=== TEXTE DE L'EXERCICE ===

Notre société évolue vers une égalité de plus en plus grande entre les sexes ; mais en ce début de XXIe siècle, cette évolution n’est pas encore assez significative, car aujourd’hui le mouvement pour l’égalité des genres est dans une impasse. Partout dans le monde, les femmes et les filles sont encore victimes de discrimination et de violence sexiste. Elles doivent encore se battre pour l’intégrité physique de leur corps.
Cependant, à l’occasion de la Journée internationale de la Tolérance Zéro pour les mutilations génitales féminines, que l’on célèbre chaque année le 6 février, les organisations qui luttent contre cette coutume obsolète depuis des décennies ont décidé d’unir leurs forces.
Les Mutilations génitales féminines (Mgf) comprennent toute procédure qui modifie les organes génitaux féminins pour des raisons non médicales et constituent une violation des droits fondamentaux des femmes et des filles. Cette pratique viole également leur droit à la santé sexuelle et reproductive.
C’est un problème universel qui touche des pays d’Afrique, du Moyen-Orient, d’Asie, l’Irak, l’Iran, l’Afghanistan, la Malaisie, l’Indonésie et des pays d’accueil européens etc., selon les témoignages que nous avons reçus au niveau des foyers de réfugiés en Allemagne.
Certaines cultures justifient les mutilations génitales féminines, par un système d’appropriation et de contrôle du corps, de la sexualité et de la fertilité des femmes et des filles. Cette pratique archaïque et patriarcale repose sur un socle de normes sociales et des croyances religieuses erronées. Or ni la Bible, ni le Coran ou la Thora n’exigent qu’une fille ou une femme soit excisée.
«Les Hommes pour l’Egalité entre Femmes et Hommes»

=== DONNÉES FOURNIES ===

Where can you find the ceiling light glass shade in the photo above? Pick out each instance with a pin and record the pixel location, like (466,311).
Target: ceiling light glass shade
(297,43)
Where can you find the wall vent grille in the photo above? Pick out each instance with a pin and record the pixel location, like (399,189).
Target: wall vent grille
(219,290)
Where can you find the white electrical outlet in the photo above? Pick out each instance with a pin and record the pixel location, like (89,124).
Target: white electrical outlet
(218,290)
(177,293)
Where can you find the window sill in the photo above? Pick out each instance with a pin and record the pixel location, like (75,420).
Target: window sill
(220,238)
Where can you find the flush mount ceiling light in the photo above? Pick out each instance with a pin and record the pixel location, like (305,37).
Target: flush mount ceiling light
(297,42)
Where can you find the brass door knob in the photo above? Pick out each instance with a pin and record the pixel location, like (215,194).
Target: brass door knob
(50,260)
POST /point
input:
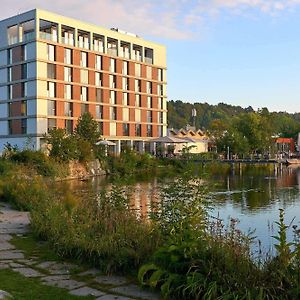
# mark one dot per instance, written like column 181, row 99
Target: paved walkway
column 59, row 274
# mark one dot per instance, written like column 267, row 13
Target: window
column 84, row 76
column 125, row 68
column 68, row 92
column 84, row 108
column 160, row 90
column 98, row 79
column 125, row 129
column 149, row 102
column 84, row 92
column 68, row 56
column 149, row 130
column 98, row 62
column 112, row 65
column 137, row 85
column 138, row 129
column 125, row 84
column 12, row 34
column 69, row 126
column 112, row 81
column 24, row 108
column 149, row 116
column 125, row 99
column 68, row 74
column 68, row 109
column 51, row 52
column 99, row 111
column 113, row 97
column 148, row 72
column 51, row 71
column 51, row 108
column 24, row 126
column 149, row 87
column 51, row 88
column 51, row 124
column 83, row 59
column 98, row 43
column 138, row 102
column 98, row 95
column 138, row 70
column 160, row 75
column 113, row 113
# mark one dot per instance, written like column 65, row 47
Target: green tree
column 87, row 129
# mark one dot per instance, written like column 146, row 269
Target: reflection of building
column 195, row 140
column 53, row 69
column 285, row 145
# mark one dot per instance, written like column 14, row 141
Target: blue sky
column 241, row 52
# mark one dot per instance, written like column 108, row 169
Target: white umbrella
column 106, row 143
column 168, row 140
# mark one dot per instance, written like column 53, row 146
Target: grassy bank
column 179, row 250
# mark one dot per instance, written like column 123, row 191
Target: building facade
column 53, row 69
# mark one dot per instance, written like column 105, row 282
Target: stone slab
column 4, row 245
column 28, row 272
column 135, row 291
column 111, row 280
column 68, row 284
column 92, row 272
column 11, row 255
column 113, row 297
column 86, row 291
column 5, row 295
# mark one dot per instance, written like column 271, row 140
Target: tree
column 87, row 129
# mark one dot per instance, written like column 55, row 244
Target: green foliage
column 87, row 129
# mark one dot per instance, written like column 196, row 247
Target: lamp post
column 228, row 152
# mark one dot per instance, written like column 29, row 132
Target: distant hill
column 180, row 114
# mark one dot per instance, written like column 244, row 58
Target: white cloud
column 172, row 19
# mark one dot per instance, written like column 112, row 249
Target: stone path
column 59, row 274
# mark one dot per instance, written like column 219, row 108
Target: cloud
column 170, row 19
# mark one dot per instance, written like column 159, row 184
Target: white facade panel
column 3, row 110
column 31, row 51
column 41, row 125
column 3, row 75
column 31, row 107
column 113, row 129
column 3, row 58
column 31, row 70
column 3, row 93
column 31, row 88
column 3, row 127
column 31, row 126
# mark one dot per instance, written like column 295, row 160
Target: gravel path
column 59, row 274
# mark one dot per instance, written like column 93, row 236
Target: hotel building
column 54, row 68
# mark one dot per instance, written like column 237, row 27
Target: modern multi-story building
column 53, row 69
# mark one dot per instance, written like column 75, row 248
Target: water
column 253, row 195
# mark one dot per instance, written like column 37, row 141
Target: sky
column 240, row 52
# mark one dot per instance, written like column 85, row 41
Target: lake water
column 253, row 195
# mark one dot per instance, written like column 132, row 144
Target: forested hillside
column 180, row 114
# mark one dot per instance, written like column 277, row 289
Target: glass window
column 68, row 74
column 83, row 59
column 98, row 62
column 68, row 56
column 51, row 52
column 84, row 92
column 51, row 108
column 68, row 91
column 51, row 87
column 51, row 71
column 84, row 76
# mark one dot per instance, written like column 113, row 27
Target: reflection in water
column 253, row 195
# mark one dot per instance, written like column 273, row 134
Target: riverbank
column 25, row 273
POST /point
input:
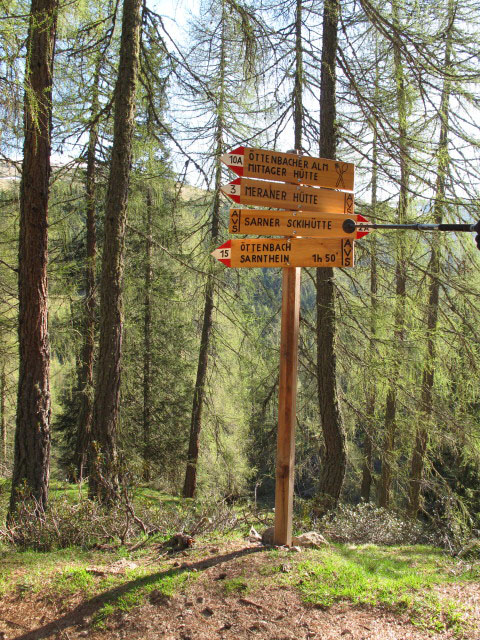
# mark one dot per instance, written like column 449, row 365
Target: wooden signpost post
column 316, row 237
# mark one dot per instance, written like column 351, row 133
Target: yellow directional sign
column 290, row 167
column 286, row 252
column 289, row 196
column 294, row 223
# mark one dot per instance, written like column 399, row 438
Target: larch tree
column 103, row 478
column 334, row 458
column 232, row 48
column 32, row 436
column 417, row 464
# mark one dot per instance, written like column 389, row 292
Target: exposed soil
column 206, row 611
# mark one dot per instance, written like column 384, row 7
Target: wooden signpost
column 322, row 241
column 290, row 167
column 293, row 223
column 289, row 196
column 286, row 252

===
=== DONNÉES FOURNIES ===

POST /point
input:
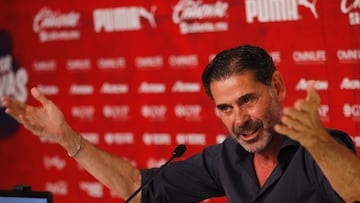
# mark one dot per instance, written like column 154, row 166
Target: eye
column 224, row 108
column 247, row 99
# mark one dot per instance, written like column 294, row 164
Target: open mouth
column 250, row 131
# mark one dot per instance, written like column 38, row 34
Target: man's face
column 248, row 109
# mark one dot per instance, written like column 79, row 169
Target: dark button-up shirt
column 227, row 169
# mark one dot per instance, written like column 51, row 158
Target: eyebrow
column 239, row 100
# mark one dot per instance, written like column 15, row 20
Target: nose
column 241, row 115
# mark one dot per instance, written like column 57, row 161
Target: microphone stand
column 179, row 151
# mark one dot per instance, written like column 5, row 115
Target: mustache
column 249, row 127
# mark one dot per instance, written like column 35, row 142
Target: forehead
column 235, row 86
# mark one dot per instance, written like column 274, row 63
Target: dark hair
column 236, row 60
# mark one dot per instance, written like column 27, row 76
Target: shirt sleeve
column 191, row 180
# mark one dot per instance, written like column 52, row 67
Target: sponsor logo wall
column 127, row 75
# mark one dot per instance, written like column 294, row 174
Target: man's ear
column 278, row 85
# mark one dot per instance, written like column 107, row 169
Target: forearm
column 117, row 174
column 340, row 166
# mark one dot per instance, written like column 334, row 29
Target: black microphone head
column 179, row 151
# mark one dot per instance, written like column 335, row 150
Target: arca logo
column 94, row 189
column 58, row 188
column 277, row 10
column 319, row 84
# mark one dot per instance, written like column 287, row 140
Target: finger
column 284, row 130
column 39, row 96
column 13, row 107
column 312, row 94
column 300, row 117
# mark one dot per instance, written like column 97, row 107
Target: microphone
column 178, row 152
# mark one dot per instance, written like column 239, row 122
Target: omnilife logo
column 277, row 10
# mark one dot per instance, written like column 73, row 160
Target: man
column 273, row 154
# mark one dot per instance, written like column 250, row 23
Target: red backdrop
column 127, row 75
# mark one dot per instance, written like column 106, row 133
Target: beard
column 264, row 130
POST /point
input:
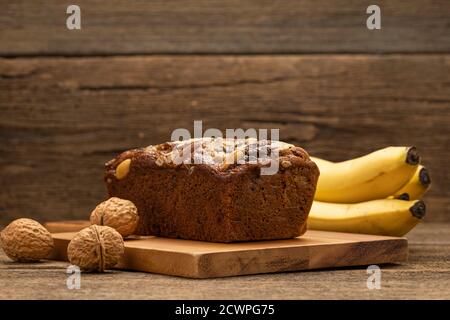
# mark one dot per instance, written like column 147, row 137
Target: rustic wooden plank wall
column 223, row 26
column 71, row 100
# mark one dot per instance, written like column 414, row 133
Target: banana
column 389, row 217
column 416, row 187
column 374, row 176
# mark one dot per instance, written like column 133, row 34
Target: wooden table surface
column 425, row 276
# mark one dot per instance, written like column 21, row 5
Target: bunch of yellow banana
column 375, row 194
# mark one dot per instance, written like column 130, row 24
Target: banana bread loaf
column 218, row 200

===

CONSIGNES:
a - D'après le texte sur les mutilations génitales féminines, à quelle date la Journée internationale de la Tolérance Zéro est-elle célébrée chaque année ?
b - Prolongez le texte sur les mutilations génitales féminines à la suite de sa dernière phrase.

RÉPONSES:
a - Le 6 février.

b -
Cependant, la sensibilisation et l’éducation, soutenues par le travail de femmes engagées, et celui du personnel de la santé, avec la participation active des hommes, pourraient donner un souffle nouveau à la réalisation de la Tolérance Zéro pour les mutilations d’ici 2030. En effet, l’engagement des hommes dans la lutte pour l’égalité des sexes est un signal fort qui montre que la société doit prendre conscience que cette égalité est encore loin d’être acquise, malgré les progrès réalisés. Car tant que «les princes charmants» ne déclareront pas clairement qu’ils sont prêts à épouser des femmes non excisées, la pratique des mutilations perdurera.
La lettre de protection du gouvernement allemand «Der Schutzbrief»
Dans cette optique, le ministère fédéral de la Famille, des personnes âgées, de la femme et de la jeunesse, le ministère de la Coopération, le ministère de la Justice, le ministère des Affaires étrangères et la Chancellerie, en collaboration avec l’organisation gouvernementale «Lessan» de Mme Gwladys Awo, viennent de publier une «Lettre de protection» afin que les communautés qui pratiquent l’excision soient informées – vu que nul n’est censé ignorer la loi. C’est un document officiel du gouvernement allemand et un signal fort vers les communautés qui pratiquent les mutilations génitales féminines.
Cette «Lettre de protection» a été officiellement présentée par la ministre de la République Fédérale d’Allemagne, lors de notre visio-conférence du 4 février 2021. (https://transfer.initvideo.de/s/3ZELorDzfFaqasc) que nous avons organisé au sein du parlement européen.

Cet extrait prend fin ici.